***** EXTRACT PROVIDED *****

Yes, there is consensus among scientists no matter what Skeptics claim.
About 93% or more of climatologists, who publish on the subject, agree that there is global warming and that humans are the cause of it. The American Meteorologist Society states:
Climate science experts who publish mostly on climate change and climate scientists who publish mostly on other topics were the two groups most likely to be convinced that humans have contributed to global warming, with 93% of each group indicating their concurrence. The two groups least likely to be convinced of this were the nonpublishing climate scientists and nonpublishing meteorologists/atmospheric scientists, at 65% and 59%, respectively. In the middle were the two groups of publishing meteorologists/atmospheric scientists at 79% and 78%, respectively. – 1033
It is meteorologists (weathermen), whose level of expertise is limited on this subject. They, not climatologists, are the ones divided on the subject. Not having the expertise of a climatologist they fall among the opinions of the public in general. One thing that must be kept in mind is that a meteorologist is to a climatologist what a nurse is to a doctor. They may both be in the same general field but you don’t go to a nurse for surgery.
Science, like medicine, is a broad profession which has a wide variety of specialized positions. A brain surgeon is not likely to know what a heart surgeon does. Likewise, for science, a chemist might not know what a biologist does. In similar fashion, a meteorologist does not have the expertise of a climatologist.

***** STORED DATA *****

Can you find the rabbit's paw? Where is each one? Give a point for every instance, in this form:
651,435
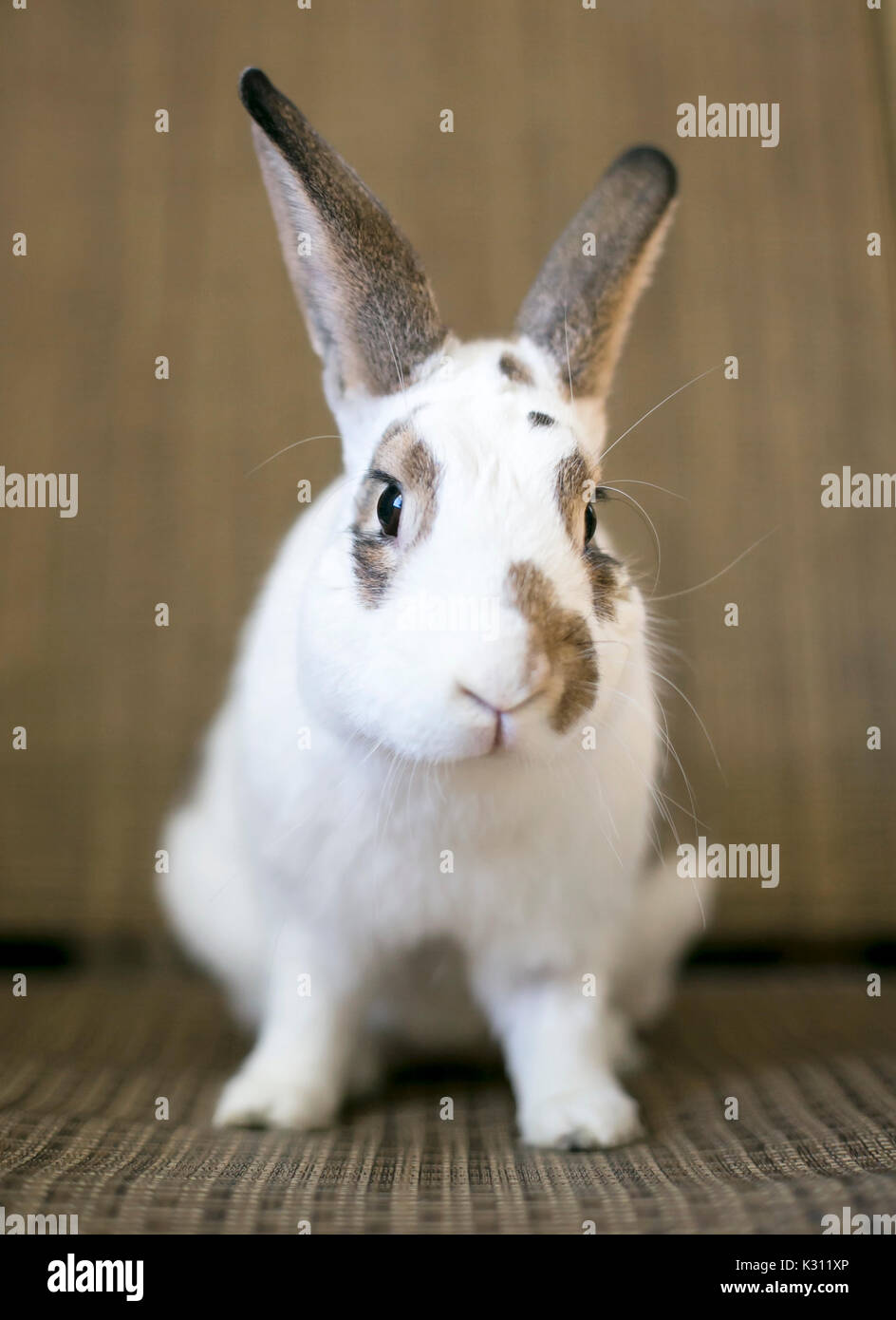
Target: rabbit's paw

*****

▶ _THINGS TO DO_
1. Quote the passage on scientific consensus about global warming word for word, starting with "Science, like medicine, is" and going on through "of a climatologist.".
2. Write what comes next in the passage on scientific consensus about global warming, picking up after its final sentence.

▶ _WRITTEN RESPONSES_
1.
Science, like medicine, is a broad profession which has a wide variety of specialized positions. A brain surgeon is not likely to know what a heart surgeon does. Likewise, for science, a chemist might not know what a biologist does. In similar fashion, a meteorologist does not have the expertise of a climatologist.

2.
Another point that the AMS brought out is that those who disbelieve in human-caused global warming base their belief on their political inclination and psychological reasons, not scientific knowledge:
Political ideology. Decision making about how to mount an effective societal response to climate change in the United States has been complicated by increasing polarization over the issue, which has occurred largely along political lines. In the late 1990s, similar proportions of liberals and conservatives saw global warming as real; by 2008 (Dunlap and McCright 2008)—and continuing to the present (Leiserowitz et al. 2012)—large differences had emerged such that liberals were more likely to see it as real, and conservatives had become increasingly skeptical. This growing polarization appears not to be caused by differences in scientific understanding—indeed, most Americans know very little about the science of global warming (Leiserowitz et al. 2010)—but rather by differences in political ideology and deeper underlying values (Kahan et al. 2011). Many conservatives see the solutions proposed to mitigate global warming as being more harmful than global warming itself due to their effect on the economy (McCright and Dunlap 2011). Liberals, on the other hand, are more likely to accept the dominant scientific view, as they see the proposed responses to global warming as strengthening activities they value—namely, protection of the environment and regulation of industrial harm. – Page 1030
Can we afford to have politics dominate science, particularly where it affects our well being?